Texte source ▸
···

Une lecture transversale de ses expériences et réflexions

EN GUISE DE RESUME

Par Thierry Verhelst et Edith Sizoo


SYNTHESE EN BREF DE LA LECTURE TRANSVERSALE

1. L'ethnocentrisme occidental

La globalisation correspond à la même logique que le colonialisme et à celle qui fut trop souvent poursuivie au nom de la coopération au développement. Il s'agit de la logique du productivisme matérialiste, de la raison instrumentale et utilitariste, de la soumission de la société au marché, de la réduction de l'homme à un " animal de besoins ", reconnu au mieux comme une " ressource humaine " à exploiter. Cette logique est celle de l'impérialisme occidental. Celui-ci impose des valeurs qui sont propres à la modernité occidentale. Le colonialisme, la coopération au développement et la globalisation sont tous trois marqués par l'ethnocentrisme occidental.

2. Pratiques déviantes, sources d'alternatives

L'échec de nombre de programmes et de projets de développement, notamment en Afrique, signale paradoxalement la vitalité des cultures locales qui refusent de se soumettre à des valeurs qui leur sont étrangères voire hostiles. Les pratiques sociales, économiques et politiques locales, considérées comme déviantes par rapport au développement ou " informelles " par rapport à l'économie dominante, méritent observation et analyse rigoureuses. Elles constituent peut-être des ferments d'alternatives riches en promesses de renouvellement. En Occident aussi, la dualisation de la société laisse émerger à la marge des pratiques nouvelles permettant d'envisager des issues à la crise.

3. La spiritualité, noyau dur des cultures

Au Sud comme au Nord, les valeurs, l'éthique, la spiritualité et les religions jouent un rôle majeur et indispensable dans l'orientation de la personne et des sociétés. La spiritualité, à savoir le questionnement profond sur le sens (signification profonde et direction), constitue le noyau dur de toute culture. Tout projet politique et tout engagement social en a besoin, faute de quoi il s'essouffle ou risque de dévier en étant soumis à de véritables perversions de sens. Le développement abordé de façon trop sécularisée, ignorant la dimension religieuse des peuples concernés au profit d'une lecture matérialiste-rationaliste, est voué à l'échec. Dans le Sud comme dans le Nord, il faut une âme aux sociétés, mais il est vital de ne pas laisser aux extrémistes fondamentalistes le monopole du discours religieux.

4. Le sous-développement comme dépendance culturelle

La réaction par rapport à une globalisation écrasante (à distinguer d'une mondialisation qui présente aussi des avantages) se fonde sur la recherche de sens. C'est à partir de cette recherche et de sa concrétisation dans des pratiques sociales variées, " rebelles ", que les sociétés résistent à la dépendance culturelle qui les menace toutes. Cette entrée en dépendance culturelle est causée par, et à la fois est la cause de, la dépendance économique et politique. Ensemble, cette triple dépendance définit le " sous-développement ". Il existe une relation dialectique entre le culturel et l'économique et le politique, entre " l'idéel " et le " matériel ".

···

Données ▸
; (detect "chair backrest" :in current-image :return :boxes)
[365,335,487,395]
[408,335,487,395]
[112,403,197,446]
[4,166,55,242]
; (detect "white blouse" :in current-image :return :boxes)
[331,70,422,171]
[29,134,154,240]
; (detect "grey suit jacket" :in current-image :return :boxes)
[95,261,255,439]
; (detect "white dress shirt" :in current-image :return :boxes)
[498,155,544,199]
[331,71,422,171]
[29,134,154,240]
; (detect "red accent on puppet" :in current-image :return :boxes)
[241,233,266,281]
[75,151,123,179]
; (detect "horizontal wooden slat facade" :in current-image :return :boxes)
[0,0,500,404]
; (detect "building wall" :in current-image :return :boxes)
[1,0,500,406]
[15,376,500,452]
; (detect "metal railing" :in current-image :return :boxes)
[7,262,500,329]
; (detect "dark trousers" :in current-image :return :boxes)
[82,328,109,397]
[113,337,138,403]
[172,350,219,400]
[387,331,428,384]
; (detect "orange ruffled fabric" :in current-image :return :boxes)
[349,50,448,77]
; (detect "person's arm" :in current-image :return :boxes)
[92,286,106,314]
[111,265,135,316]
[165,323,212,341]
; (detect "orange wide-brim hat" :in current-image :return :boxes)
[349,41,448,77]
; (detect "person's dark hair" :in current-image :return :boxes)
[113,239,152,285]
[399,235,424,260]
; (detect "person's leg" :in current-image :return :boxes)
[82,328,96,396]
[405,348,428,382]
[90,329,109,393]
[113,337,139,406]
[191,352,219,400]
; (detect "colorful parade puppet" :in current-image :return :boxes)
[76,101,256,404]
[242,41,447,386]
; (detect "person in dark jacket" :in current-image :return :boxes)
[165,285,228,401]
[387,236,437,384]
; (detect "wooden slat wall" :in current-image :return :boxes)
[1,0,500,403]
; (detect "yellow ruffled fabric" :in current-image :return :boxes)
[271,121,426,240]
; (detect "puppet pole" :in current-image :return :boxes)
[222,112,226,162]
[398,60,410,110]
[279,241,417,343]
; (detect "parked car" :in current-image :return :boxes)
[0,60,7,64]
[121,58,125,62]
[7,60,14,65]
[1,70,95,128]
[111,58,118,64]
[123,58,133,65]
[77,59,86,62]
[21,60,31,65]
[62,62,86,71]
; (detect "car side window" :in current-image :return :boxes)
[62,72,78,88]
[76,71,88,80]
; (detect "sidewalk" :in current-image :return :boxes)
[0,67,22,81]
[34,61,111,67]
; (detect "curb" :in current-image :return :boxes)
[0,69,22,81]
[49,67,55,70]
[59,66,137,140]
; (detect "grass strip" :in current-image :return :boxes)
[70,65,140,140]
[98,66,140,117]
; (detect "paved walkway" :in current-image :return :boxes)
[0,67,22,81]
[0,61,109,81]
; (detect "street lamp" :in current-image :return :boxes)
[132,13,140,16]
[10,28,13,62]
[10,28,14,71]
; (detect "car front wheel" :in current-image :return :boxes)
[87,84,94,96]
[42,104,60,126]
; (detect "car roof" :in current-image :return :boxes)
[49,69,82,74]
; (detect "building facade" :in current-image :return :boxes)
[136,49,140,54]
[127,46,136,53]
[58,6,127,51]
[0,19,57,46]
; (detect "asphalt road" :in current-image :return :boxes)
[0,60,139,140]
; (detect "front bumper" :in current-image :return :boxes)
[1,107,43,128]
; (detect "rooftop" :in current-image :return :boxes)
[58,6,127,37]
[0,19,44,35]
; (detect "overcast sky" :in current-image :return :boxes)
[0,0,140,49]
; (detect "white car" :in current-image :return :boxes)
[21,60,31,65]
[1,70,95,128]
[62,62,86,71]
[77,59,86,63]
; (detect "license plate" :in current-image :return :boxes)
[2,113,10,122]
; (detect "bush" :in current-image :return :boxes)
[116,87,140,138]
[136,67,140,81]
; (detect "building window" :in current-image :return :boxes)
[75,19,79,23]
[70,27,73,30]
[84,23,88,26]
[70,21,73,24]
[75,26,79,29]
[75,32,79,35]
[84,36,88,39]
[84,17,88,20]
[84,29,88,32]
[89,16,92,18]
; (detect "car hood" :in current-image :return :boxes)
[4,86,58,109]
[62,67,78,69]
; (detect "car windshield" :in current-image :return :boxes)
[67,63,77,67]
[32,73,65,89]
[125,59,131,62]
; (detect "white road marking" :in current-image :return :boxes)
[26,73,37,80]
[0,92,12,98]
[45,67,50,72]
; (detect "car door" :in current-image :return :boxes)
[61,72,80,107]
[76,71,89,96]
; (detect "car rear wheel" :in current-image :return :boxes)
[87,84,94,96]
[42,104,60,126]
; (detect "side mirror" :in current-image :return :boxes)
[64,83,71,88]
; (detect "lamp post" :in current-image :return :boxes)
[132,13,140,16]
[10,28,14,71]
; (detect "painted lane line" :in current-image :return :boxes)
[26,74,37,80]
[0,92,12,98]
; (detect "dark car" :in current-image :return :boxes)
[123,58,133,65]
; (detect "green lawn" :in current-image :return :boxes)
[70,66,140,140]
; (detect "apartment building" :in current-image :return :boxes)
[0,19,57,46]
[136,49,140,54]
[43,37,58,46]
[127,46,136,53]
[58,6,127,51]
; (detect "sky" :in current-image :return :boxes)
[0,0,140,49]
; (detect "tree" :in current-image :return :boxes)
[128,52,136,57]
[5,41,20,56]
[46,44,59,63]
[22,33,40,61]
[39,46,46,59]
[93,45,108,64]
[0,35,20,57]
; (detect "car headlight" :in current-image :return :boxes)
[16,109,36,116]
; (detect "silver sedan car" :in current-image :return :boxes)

···

Consigne ▸
Poursuivez la synthèse sur la globalisation et la dépendance culturelle en reprenant juste après sa dernière phrase.

Réponse attendue ▸
5. A la recherche des vrais universaux

L'ethnocentrisme occidental a caractérisé les théories du développement, souvent réduit à une sorte de rattrapage de l'Occident présenté comme modèle. La réaction contre cet ethnocentrsime parfois aveuglant risque de verser dans deux excès opposés. D'une part, il y a la tendance culpabilisante à l'auto-dénigrement. Or, le dialogue interculturel n'est possible qu'à partir d'identités assumées sans arrogance, avec confiance et estime de soi. D'autre part, il y la mode post-moderne du relativisme culturel absolu : il n'y aurait plus de valeurs, pas de points communs entre les humains, nul repère universel. Or, nous avons constaté des universaux dans les diverses cultures du monde, mais ils se disent et se vivent différemment. Un champ de recherche important reste à explorer en ce domaine.

6. Les fonctions humaines de la culture

La culture, dimension oubliée du développement, est ce qui peut aider les humains à se ressaisir, à relever leurs défis. Face à la globalisation, le Réseau Cultures a enregistré diverses manifestations concrètes de la vitalité des cultures. La culture, moteur essentiel pour tout ressaisissement, au Nord comme au Sud se compose d'un " contenu " aux dimensions symbolique, sociétale et technique. Ce contenu évolue si bien qu'un peuple peut avoir perdu sa culture d'avant-hier sans pour autant être dépourvu de culture aujourd'hui. Il existe des cultures nouvelles. Autant sinon plus important que son contenu sont les fonctions humaines de la culture. Parmi celles-ci : l'estime de soi, la sélection, la résistance dans la solidarité et, enfin et surtout, la dation de sens. C'est quand ces fonctions sont atrophiées qu'une communauté entre en " sous-développement ". La globalisation menace aujourd'hui le Nord comme le Sud d'un tel sous-développement.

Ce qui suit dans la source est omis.